- Selected text -
April 18, 2007 at 2:25 pm by Mara Shalhoup in News

First he tried to block the Beltline, the wildly popular urban-renewal project that eventually will put a loop of light rail, parks and trails around intown Atlanta.

Now John Sherman has it out for the proposed Peachtree Street streetcar, the pros and cons of which I wrote about earlier this month. And he’s using the same argument — namely that taxpayers, not the government, should be the ones to green-light the project — this time around.

I described the following scenario in the April 4 article, meaning I should have seen Sherman’s streetcar antipathy coming:

Of course, the streetcar does face some significant hurdles. As currently proposed, the project would be funded in large part with a new tax on property owners in the corridor — a concept that could meet opposition.

- Stated task 1 -
Copy the records exactly, from their first line through the line containing "[333,344,354,360]", including both of those lines.
- Stated task 2 -
Continue the post about the proposed Peachtree Street streetcar from its final sentence.

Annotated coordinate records

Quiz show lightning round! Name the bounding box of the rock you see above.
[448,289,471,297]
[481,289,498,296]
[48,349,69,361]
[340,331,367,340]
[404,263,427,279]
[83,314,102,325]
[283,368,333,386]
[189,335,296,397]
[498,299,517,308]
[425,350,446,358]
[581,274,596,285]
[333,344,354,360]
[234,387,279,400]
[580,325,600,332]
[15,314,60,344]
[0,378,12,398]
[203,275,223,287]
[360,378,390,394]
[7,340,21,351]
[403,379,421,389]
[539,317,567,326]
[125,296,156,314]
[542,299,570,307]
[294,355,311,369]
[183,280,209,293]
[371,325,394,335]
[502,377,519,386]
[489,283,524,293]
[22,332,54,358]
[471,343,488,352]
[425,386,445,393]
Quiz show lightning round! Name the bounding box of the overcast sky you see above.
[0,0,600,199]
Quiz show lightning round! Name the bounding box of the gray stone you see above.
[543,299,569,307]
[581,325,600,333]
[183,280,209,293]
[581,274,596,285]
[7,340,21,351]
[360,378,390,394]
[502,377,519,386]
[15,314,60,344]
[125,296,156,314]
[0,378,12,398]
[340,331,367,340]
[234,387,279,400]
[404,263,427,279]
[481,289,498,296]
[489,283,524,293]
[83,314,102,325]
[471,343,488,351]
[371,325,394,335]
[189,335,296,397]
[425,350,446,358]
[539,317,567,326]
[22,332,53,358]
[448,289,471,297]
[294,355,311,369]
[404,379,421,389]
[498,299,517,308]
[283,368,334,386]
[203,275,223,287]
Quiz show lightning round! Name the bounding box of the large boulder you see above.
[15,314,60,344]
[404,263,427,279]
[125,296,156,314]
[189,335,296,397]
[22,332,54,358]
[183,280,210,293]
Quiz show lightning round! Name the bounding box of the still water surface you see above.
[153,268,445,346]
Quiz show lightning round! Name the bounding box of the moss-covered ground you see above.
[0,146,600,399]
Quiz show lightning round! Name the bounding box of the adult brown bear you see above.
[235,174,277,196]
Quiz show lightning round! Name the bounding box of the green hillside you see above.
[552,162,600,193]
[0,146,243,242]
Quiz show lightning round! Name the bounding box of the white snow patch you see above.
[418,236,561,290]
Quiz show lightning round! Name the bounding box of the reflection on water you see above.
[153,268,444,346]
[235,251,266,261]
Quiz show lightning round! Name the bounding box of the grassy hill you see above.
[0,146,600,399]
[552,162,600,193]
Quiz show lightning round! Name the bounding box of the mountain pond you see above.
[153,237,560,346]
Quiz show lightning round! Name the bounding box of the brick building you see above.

- Reply 1 -
Quiz show lightning round! Name the bounding box of the rock you see above.
[448,289,471,297]
[481,289,498,296]
[48,349,69,361]
[340,331,367,340]
[404,263,427,279]
[83,314,102,325]
[283,368,333,386]
[189,335,296,397]
[498,299,517,308]
[425,350,446,358]
[581,274,596,285]
[333,344,354,360]

- Reply 2 -
Then the AJC reported last week that the opposition, headed by Sherman, had surfaced:

John Sherman, president of the Fulton County Taxpayers Association, says it would be unfair to tax the property owners along the Peachtree corridor to help pay for the $1 billion project without a referendum.

“It’s taxation without representation,” he said. “It’s why we revolted against England.”

Back in March, when I talked to Sherman about his issues with the Beltline, he said he had nothing against the Beltline itself — only that property owners should be the ones approving the $1.7 billion in future tax revenue that will help fund it. (The other half of the Beltline’s cost would come from private donations and federal funds.)

“Greater transparency is needed, and less hype,” he told me. “I think the taxpayers should have some kind of voice in this.”

Some think Sherman is a rabble rouser who’s standing up against worthy and well-supported causes in order to make a name for himself. If so, at least he’s consistent.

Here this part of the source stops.